From the records below, copy out each line that has the word "corner".

(Beginning of Stored data)

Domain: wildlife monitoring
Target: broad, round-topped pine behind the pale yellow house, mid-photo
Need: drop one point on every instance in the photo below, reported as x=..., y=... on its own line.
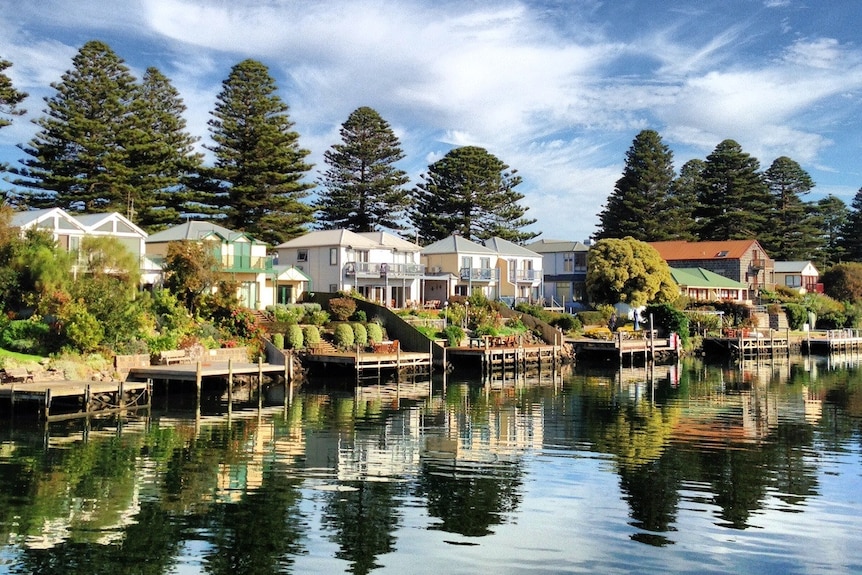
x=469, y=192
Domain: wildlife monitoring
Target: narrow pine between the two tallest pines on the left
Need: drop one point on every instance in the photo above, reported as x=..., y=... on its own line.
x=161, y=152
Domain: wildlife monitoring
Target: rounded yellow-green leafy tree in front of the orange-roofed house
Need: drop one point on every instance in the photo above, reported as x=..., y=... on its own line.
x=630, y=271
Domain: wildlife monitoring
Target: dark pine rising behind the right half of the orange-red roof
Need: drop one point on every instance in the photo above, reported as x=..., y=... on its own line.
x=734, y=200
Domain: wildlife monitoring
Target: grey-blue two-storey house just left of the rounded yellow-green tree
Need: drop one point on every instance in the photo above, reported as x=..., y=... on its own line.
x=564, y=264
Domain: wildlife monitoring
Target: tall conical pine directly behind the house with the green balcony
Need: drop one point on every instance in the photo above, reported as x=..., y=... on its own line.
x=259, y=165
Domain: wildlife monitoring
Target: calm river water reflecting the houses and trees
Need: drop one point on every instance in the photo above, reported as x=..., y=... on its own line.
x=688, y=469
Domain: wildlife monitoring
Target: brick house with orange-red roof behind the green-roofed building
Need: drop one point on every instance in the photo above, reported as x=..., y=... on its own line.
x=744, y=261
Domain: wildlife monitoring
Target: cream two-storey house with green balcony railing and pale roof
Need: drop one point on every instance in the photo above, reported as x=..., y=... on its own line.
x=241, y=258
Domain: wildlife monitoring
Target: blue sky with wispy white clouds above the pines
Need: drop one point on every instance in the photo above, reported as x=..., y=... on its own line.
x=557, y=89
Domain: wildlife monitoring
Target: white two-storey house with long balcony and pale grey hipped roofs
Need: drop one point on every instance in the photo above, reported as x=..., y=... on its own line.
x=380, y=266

(End of Stored data)
(Beginning of Stored data)

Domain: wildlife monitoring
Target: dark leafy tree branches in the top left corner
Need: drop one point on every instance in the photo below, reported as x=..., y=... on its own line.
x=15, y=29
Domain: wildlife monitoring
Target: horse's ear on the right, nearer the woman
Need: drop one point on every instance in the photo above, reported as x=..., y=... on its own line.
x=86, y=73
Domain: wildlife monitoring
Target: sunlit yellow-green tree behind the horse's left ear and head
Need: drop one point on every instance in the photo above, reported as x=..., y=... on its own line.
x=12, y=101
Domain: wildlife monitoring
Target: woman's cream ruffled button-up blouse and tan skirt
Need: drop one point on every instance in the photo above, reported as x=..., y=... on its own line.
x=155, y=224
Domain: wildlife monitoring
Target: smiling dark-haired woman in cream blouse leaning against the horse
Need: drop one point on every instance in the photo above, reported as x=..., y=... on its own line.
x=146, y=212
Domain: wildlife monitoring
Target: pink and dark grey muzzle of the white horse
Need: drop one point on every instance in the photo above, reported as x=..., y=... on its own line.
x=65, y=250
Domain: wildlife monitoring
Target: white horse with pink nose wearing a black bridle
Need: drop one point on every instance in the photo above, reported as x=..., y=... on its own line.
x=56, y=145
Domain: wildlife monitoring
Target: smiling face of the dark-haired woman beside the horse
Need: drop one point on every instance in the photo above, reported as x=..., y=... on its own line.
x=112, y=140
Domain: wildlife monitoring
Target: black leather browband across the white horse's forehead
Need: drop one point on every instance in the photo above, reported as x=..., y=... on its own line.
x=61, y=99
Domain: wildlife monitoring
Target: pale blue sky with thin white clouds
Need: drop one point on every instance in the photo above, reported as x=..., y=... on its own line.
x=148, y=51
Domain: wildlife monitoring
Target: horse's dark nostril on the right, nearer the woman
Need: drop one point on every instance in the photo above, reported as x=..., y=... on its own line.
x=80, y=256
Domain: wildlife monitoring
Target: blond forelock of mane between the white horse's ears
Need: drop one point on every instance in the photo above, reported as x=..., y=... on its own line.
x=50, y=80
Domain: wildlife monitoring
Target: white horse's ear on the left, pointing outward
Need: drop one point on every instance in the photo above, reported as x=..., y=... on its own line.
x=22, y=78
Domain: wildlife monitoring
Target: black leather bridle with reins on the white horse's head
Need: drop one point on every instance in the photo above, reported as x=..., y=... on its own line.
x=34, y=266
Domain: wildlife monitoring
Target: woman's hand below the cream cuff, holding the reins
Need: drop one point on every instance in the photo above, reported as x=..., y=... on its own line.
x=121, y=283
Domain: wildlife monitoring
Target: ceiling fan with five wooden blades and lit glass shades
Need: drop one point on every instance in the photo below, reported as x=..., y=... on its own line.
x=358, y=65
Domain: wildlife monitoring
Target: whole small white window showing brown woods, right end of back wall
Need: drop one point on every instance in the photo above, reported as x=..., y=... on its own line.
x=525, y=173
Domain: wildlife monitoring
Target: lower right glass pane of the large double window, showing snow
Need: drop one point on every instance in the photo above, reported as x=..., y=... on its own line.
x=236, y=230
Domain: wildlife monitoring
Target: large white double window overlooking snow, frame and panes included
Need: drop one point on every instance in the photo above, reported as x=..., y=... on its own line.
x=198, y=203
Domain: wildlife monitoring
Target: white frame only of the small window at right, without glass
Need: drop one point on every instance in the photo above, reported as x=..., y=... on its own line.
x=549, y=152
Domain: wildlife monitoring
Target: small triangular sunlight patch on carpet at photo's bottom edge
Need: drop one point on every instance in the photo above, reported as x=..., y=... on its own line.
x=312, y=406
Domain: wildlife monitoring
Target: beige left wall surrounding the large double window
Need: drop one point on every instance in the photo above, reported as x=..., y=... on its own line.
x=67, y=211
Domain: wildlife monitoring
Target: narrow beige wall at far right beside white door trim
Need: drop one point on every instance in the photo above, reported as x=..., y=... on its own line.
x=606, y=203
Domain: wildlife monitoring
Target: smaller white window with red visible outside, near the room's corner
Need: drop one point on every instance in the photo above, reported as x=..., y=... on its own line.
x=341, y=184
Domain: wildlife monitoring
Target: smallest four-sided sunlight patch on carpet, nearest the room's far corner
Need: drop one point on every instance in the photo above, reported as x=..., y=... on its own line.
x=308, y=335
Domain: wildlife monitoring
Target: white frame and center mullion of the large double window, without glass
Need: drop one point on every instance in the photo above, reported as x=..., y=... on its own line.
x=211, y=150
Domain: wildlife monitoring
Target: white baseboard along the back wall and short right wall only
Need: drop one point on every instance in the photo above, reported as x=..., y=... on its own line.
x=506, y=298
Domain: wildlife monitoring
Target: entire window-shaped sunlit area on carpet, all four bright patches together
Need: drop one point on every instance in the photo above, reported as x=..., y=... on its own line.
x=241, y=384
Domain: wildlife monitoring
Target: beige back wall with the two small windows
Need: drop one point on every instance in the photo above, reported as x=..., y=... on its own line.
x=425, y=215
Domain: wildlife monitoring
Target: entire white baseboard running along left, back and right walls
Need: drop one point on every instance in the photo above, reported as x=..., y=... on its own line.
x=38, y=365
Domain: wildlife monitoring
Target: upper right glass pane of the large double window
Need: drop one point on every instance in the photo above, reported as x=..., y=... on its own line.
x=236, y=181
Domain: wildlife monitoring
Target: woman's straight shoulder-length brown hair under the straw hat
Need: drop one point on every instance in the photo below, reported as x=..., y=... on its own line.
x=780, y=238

(End of Stored data)

Answer to this task:
Target: dark leafy tree branches in the top left corner
Target: smaller white window with red visible outside, near the room's corner
Target: smallest four-sided sunlight patch on carpet, nearest the room's far corner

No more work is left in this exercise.